Using the listing below, copy exactly the lines from the one containing "Query: sliding glass door" to the one containing "# locate the palm", both lines included, and no others.

BEGIN DATA RECORDS

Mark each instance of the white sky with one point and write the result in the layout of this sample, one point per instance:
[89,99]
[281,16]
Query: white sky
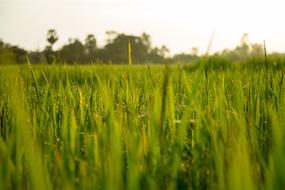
[179,24]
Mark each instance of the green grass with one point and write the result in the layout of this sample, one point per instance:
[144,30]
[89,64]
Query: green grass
[141,127]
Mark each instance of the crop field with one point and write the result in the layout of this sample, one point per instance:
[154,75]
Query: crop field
[141,127]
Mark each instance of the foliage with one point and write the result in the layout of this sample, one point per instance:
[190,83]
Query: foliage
[141,127]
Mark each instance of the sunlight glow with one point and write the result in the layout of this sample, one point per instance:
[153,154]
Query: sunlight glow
[180,24]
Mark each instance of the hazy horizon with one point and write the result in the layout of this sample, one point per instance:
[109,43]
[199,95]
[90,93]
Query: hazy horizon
[180,24]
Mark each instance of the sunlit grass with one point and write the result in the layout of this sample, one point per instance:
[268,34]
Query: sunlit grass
[141,127]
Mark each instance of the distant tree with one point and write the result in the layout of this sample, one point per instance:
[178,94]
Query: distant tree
[117,49]
[146,40]
[52,37]
[90,48]
[111,35]
[90,43]
[163,51]
[73,52]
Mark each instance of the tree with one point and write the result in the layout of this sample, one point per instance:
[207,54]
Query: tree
[73,52]
[49,53]
[52,37]
[90,43]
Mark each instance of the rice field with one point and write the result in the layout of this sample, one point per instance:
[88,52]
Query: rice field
[141,127]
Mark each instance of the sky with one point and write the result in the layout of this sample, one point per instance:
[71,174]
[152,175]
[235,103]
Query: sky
[178,24]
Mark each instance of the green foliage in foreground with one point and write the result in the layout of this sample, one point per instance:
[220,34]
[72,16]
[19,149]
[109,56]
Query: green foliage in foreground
[141,127]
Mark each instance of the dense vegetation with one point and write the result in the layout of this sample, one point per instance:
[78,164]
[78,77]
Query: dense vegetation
[116,51]
[143,127]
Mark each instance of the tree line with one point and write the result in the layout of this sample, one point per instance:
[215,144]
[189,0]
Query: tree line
[116,51]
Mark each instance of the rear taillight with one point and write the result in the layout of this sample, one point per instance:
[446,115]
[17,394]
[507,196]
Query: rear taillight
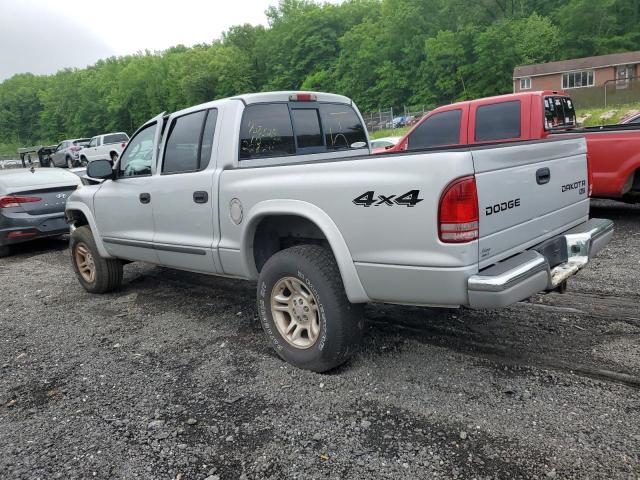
[458,213]
[589,176]
[15,200]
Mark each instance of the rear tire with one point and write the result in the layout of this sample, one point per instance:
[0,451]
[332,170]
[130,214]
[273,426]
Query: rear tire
[300,281]
[95,273]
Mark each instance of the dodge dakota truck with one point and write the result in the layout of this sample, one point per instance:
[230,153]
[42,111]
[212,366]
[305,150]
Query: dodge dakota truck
[281,188]
[614,150]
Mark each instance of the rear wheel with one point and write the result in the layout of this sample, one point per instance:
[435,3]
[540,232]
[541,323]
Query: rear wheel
[96,274]
[304,309]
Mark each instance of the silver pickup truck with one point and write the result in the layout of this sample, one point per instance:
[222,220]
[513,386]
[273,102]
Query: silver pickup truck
[281,188]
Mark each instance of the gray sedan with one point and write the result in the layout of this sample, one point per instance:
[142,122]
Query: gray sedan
[32,204]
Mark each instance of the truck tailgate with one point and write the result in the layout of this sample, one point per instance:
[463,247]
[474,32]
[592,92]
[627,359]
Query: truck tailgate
[528,192]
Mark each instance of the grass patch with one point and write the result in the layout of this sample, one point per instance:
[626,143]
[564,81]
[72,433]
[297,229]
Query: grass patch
[392,132]
[618,113]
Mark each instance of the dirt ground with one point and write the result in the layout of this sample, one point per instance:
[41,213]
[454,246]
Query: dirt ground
[171,377]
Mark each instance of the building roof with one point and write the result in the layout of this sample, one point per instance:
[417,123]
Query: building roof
[577,64]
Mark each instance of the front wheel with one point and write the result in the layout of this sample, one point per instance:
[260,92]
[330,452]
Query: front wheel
[96,274]
[304,309]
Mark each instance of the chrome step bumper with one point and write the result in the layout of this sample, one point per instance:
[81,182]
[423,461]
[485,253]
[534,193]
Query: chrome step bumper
[528,273]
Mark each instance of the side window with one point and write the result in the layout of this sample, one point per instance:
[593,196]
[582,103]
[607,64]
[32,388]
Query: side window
[207,138]
[499,121]
[136,159]
[266,131]
[306,124]
[342,127]
[183,142]
[438,130]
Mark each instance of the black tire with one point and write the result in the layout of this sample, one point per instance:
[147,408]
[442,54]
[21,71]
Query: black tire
[341,322]
[108,271]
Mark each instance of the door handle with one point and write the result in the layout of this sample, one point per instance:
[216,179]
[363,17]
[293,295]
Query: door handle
[200,197]
[543,176]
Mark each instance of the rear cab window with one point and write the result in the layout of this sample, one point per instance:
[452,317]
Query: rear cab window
[498,122]
[559,112]
[115,138]
[438,130]
[189,142]
[284,129]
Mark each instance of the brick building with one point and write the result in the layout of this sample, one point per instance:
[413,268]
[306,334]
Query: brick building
[581,73]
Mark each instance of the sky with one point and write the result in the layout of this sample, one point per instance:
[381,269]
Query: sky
[42,37]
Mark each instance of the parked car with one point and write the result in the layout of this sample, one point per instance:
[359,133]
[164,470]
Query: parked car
[106,146]
[32,204]
[380,145]
[397,122]
[280,188]
[631,119]
[66,153]
[614,150]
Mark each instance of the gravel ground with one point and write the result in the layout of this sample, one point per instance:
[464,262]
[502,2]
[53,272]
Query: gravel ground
[172,378]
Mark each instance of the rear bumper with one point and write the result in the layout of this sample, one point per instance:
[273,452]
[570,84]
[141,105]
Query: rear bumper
[531,272]
[25,228]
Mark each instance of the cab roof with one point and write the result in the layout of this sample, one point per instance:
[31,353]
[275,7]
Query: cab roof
[285,96]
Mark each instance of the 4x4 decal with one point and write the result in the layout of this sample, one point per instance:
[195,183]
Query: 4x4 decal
[409,199]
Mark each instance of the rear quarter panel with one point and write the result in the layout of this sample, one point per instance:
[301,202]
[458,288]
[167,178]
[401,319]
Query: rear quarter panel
[614,156]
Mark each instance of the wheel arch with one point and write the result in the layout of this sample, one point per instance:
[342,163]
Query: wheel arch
[79,214]
[310,215]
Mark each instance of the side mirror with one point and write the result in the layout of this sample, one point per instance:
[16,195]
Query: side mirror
[101,169]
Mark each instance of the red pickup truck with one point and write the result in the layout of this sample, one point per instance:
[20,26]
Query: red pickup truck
[613,151]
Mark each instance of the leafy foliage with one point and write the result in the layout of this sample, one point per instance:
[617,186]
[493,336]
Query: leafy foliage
[379,52]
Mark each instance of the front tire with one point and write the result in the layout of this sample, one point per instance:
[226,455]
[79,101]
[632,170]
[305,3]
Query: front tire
[304,309]
[96,274]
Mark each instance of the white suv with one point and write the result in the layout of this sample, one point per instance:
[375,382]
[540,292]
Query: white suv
[107,146]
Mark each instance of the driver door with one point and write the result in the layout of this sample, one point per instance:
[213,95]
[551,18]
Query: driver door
[123,206]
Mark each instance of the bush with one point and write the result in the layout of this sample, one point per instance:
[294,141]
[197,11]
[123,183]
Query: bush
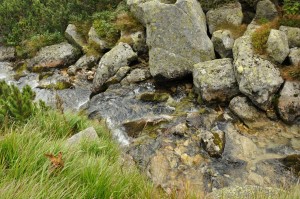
[22,19]
[16,105]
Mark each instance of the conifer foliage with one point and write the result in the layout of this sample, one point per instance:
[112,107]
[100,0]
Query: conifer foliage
[16,105]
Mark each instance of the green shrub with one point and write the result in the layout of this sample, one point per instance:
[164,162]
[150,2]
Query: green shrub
[291,7]
[22,19]
[16,105]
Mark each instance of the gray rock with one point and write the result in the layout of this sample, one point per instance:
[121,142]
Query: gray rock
[215,80]
[137,75]
[121,55]
[57,55]
[294,56]
[257,78]
[74,37]
[223,42]
[7,53]
[277,46]
[87,61]
[88,134]
[122,72]
[243,108]
[289,102]
[266,10]
[175,49]
[293,35]
[95,39]
[213,141]
[228,13]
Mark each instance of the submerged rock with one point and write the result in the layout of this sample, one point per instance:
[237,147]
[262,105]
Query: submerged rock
[227,14]
[58,55]
[121,55]
[215,80]
[277,46]
[289,102]
[175,49]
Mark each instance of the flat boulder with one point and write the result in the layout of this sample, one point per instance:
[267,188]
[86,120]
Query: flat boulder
[289,102]
[58,55]
[174,47]
[215,80]
[121,55]
[227,14]
[257,78]
[277,46]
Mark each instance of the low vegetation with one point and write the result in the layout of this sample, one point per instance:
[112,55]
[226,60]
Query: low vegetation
[89,170]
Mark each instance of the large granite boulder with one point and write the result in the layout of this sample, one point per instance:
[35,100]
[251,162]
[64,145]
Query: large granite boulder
[226,14]
[293,35]
[58,55]
[7,53]
[277,46]
[215,80]
[176,36]
[74,37]
[289,102]
[257,78]
[294,56]
[223,42]
[266,10]
[121,55]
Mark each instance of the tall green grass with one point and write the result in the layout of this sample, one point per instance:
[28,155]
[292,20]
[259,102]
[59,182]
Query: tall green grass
[92,170]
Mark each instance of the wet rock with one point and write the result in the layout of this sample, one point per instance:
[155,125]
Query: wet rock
[88,134]
[215,80]
[122,72]
[54,56]
[136,127]
[121,55]
[74,37]
[136,75]
[243,108]
[257,78]
[294,56]
[7,53]
[293,35]
[174,50]
[245,191]
[95,39]
[289,102]
[228,13]
[139,42]
[213,141]
[266,10]
[180,129]
[277,46]
[223,42]
[154,97]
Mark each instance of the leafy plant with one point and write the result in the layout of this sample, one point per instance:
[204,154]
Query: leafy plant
[291,7]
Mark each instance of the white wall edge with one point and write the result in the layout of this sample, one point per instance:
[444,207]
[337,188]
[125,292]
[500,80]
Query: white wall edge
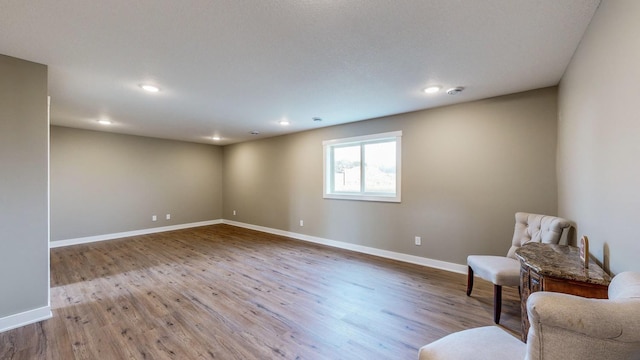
[90,239]
[418,260]
[25,318]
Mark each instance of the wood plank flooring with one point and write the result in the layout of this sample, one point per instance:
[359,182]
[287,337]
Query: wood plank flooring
[222,292]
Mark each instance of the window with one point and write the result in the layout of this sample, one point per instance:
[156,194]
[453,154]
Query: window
[363,167]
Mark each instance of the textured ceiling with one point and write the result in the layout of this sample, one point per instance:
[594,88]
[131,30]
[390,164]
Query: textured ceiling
[228,67]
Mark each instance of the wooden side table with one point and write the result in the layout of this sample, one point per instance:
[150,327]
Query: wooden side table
[557,268]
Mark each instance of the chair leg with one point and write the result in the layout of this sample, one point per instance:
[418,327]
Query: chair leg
[497,303]
[469,281]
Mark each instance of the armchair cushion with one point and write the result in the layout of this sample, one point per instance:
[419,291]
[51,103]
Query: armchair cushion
[565,326]
[499,270]
[478,344]
[538,228]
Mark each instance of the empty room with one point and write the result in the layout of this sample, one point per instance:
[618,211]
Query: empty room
[320,179]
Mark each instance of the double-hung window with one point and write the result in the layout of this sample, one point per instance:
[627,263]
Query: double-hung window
[363,167]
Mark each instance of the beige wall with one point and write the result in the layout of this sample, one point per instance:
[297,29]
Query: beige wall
[24,248]
[599,136]
[466,170]
[104,183]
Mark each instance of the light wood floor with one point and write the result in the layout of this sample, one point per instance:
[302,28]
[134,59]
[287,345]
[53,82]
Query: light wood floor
[222,292]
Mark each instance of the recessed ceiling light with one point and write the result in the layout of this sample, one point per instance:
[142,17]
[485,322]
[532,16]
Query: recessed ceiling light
[455,91]
[150,88]
[432,89]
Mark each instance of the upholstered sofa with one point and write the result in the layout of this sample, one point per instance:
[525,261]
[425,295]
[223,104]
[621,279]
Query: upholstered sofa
[563,327]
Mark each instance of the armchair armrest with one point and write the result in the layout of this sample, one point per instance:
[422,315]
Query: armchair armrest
[594,318]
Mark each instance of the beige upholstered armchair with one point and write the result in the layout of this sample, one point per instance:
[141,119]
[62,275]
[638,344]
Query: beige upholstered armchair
[563,327]
[505,271]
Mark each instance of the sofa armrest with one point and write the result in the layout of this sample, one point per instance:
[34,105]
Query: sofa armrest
[595,318]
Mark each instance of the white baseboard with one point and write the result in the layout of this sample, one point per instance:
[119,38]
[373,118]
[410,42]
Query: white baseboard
[442,265]
[25,318]
[90,239]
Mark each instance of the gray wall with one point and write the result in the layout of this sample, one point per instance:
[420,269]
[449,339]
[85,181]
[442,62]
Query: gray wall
[104,183]
[599,136]
[466,170]
[24,219]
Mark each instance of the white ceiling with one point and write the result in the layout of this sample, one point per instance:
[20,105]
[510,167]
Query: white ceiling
[228,67]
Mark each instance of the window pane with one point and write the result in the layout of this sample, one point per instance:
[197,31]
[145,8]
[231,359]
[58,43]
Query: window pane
[380,167]
[346,169]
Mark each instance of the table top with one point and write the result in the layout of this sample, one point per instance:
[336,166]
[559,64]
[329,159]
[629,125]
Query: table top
[561,261]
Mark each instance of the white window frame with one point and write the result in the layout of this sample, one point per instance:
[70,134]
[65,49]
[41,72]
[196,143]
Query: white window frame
[328,172]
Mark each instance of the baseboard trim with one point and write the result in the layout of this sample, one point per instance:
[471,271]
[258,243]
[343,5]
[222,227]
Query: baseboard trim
[90,239]
[25,318]
[437,264]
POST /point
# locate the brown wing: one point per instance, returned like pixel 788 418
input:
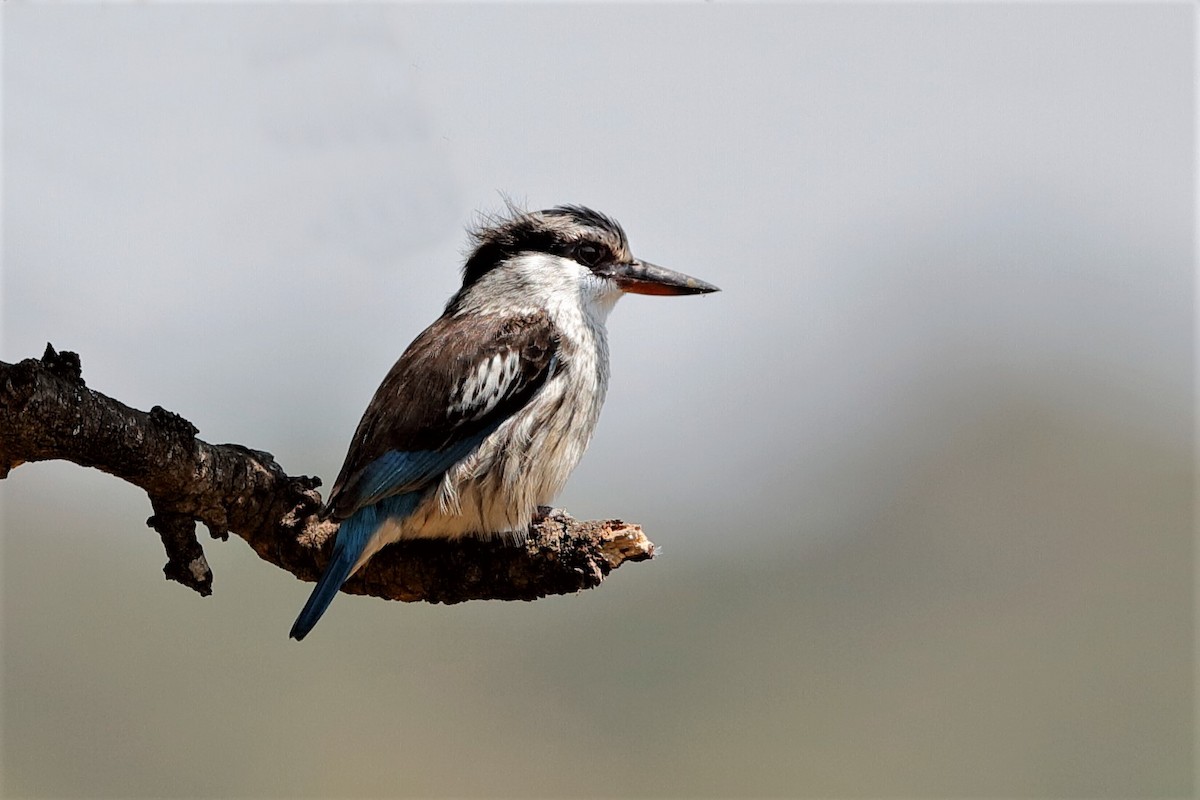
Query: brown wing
pixel 455 384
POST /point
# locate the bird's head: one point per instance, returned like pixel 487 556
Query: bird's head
pixel 569 245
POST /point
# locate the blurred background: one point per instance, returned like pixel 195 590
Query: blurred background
pixel 922 474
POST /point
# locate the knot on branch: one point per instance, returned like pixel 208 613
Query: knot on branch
pixel 63 365
pixel 47 413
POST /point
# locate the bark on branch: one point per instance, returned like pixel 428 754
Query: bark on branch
pixel 47 411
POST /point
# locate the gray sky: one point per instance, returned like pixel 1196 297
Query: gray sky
pixel 922 471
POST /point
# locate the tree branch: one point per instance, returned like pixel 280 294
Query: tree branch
pixel 47 413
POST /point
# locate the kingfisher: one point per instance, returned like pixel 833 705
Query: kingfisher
pixel 487 411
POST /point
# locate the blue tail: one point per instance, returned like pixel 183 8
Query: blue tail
pixel 351 540
pixel 353 536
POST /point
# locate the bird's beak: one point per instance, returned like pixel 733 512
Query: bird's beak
pixel 642 277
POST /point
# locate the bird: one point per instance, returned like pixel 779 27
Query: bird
pixel 487 411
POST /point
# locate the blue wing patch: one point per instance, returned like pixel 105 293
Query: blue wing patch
pixel 395 471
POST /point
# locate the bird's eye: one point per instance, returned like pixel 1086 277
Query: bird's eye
pixel 588 254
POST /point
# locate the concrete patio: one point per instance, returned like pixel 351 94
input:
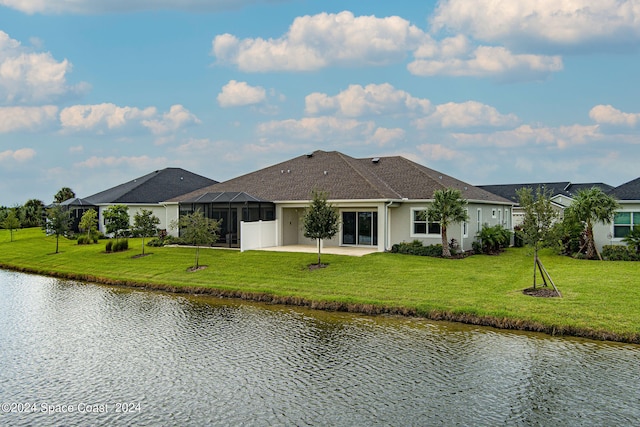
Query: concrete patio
pixel 331 250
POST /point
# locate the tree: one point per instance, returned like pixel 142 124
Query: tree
pixel 11 222
pixel 197 230
pixel 539 216
pixel 145 224
pixel 58 222
pixel 321 219
pixel 65 193
pixel 447 208
pixel 589 207
pixel 633 239
pixel 116 219
pixel 32 213
pixel 89 222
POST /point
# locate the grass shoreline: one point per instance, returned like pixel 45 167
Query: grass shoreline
pixel 374 284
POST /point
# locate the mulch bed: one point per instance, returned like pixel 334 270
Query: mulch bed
pixel 543 292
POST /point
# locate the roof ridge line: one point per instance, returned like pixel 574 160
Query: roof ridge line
pixel 362 175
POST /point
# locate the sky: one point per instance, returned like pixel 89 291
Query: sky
pixel 94 93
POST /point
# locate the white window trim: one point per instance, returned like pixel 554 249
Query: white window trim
pixel 613 225
pixel 412 222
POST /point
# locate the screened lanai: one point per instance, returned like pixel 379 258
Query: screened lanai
pixel 231 207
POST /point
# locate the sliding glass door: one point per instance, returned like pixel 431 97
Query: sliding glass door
pixel 360 228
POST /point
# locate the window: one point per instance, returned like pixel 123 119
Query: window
pixel 623 222
pixel 420 225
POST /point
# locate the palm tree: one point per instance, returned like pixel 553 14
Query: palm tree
pixel 590 206
pixel 447 208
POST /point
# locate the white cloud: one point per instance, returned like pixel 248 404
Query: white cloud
pixel 326 39
pixel 137 162
pixel 236 94
pixel 20 155
pixel 466 114
pixel 437 152
pixel 30 77
pixel 101 117
pixel 318 129
pixel 487 61
pixel 176 118
pixel 115 6
pixel 26 118
pixel 384 136
pixel 560 23
pixel 527 135
pixel 607 114
pixel 372 99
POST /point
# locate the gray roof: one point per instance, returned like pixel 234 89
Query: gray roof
pixel 154 187
pixel 566 188
pixel 345 178
pixel 76 202
pixel 627 191
pixel 224 197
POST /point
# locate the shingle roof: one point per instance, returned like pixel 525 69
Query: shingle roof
pixel 344 178
pixel 154 187
pixel 76 202
pixel 627 191
pixel 565 188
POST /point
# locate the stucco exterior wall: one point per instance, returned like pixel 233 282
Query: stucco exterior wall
pixel 479 214
pixel 603 233
pixel 165 214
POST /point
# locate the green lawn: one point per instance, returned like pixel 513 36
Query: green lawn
pixel 600 299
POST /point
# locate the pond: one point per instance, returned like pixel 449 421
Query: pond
pixel 80 354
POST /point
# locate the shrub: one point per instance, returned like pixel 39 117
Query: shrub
pixel 155 242
pixel 493 239
pixel 619 253
pixel 117 245
pixel 417 248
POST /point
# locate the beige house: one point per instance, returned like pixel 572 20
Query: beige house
pixel 627 217
pixel 379 200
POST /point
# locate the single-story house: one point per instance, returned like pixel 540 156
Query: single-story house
pixel 627 217
pixel 562 194
pixel 379 200
pixel 148 192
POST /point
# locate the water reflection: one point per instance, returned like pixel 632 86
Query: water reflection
pixel 203 361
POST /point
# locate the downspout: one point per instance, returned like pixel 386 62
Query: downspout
pixel 387 238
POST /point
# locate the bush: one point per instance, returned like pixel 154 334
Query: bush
pixel 117 245
pixel 417 248
pixel 155 242
pixel 619 253
pixel 493 239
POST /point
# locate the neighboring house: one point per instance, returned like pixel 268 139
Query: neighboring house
pixel 77 207
pixel 561 194
pixel 627 217
pixel 149 192
pixel 379 200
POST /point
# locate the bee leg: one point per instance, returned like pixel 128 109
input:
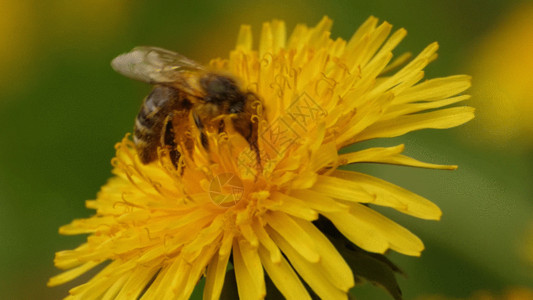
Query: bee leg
pixel 203 136
pixel 250 131
pixel 221 126
pixel 169 140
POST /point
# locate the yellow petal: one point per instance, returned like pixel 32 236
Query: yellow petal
pixel 248 271
pixel 440 119
pixel 389 155
pixel 284 277
pixel 296 236
pixel 335 269
pixel 244 38
pixel 71 274
pixel 137 282
pixel 394 196
pixel 216 272
pixel 434 89
pixel 292 206
pixel 318 201
pixel 361 233
pixel 312 273
pixel 399 238
pixel 267 242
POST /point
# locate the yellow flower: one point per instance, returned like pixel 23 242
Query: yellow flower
pixel 163 229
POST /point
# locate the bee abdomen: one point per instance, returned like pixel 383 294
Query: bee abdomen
pixel 149 122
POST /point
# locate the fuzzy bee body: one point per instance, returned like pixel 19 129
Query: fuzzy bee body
pixel 184 90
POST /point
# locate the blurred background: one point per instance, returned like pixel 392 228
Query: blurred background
pixel 62 109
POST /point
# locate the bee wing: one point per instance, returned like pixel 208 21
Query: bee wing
pixel 154 65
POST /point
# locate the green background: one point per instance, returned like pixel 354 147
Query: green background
pixel 62 109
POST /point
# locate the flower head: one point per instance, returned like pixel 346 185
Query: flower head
pixel 163 228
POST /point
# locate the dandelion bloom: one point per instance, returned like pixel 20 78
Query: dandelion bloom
pixel 504 72
pixel 162 229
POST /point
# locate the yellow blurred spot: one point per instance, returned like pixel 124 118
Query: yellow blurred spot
pixel 503 81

END DATA RECORDS

__RESULT OF THE TASK__:
Query: sliding glass door
pixel 360 228
POST /point
# locate the window: one point per instance, returned like pixel 123 119
Query: window
pixel 623 222
pixel 420 225
POST /point
# locate the palm tree: one point per instance, returned like pixel 553 14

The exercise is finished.